DATA FOR THE TASK
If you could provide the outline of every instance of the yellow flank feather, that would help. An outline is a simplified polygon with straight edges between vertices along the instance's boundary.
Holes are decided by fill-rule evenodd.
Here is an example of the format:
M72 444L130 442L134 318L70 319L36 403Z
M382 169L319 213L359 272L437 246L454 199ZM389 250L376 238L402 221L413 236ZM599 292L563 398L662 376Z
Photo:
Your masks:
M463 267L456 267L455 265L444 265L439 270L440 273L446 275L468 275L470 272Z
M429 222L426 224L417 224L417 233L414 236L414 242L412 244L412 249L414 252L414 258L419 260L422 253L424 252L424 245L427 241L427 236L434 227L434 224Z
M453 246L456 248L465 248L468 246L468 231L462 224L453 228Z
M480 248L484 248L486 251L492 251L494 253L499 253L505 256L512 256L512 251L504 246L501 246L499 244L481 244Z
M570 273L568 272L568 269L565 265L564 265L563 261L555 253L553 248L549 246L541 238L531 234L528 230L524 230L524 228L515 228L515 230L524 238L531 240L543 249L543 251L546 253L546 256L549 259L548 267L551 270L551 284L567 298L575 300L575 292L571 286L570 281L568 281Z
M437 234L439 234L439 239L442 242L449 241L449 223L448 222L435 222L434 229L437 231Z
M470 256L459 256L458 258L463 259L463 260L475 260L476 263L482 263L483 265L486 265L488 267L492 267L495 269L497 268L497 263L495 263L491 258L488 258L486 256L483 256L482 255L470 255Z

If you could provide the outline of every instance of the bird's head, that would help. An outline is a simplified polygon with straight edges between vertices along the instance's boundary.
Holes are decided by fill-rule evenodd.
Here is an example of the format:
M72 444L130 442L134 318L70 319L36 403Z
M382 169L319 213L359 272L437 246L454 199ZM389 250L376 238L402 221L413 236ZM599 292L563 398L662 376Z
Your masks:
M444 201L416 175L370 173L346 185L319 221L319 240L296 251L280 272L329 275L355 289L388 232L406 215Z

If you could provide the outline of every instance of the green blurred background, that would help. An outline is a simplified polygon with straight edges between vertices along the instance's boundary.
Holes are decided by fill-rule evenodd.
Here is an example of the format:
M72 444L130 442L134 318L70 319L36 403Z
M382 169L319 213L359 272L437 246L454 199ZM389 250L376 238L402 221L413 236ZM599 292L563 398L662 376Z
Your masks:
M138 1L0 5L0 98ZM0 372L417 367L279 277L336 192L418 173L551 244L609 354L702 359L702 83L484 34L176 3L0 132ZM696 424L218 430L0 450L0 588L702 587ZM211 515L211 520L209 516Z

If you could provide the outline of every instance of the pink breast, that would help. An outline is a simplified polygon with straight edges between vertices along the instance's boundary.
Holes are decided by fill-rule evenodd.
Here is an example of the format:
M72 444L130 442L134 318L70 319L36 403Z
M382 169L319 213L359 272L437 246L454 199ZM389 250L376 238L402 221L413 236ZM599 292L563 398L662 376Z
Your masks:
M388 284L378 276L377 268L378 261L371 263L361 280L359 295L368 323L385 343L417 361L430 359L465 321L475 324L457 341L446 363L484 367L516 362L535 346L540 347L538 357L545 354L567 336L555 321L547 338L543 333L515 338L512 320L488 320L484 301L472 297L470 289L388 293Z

SET PROBLEM
Copy the entries word for word, from the line containing "of the pink" through the last line of the entries, both included.

CORRECT RESPONSE
If you could provide the outline of every instance of the pink breast, that would help. An outline is a simplified polygon with straight edges between vertices along the instance's boundary.
Holes are decided by fill-rule evenodd.
Here is an example of the format:
M72 444L130 442L134 318L70 319L36 403Z
M382 169L319 213L359 272L437 246L454 199ZM389 250L376 238L402 221L413 236ZM599 292L563 398L662 376Z
Your masks:
M388 284L378 276L377 268L378 261L371 263L361 280L359 295L368 323L385 343L417 361L430 359L465 321L475 324L457 341L446 363L484 367L516 362L535 346L540 347L538 357L545 354L567 336L555 321L547 338L543 333L515 338L512 320L488 320L484 301L472 297L470 289L388 293Z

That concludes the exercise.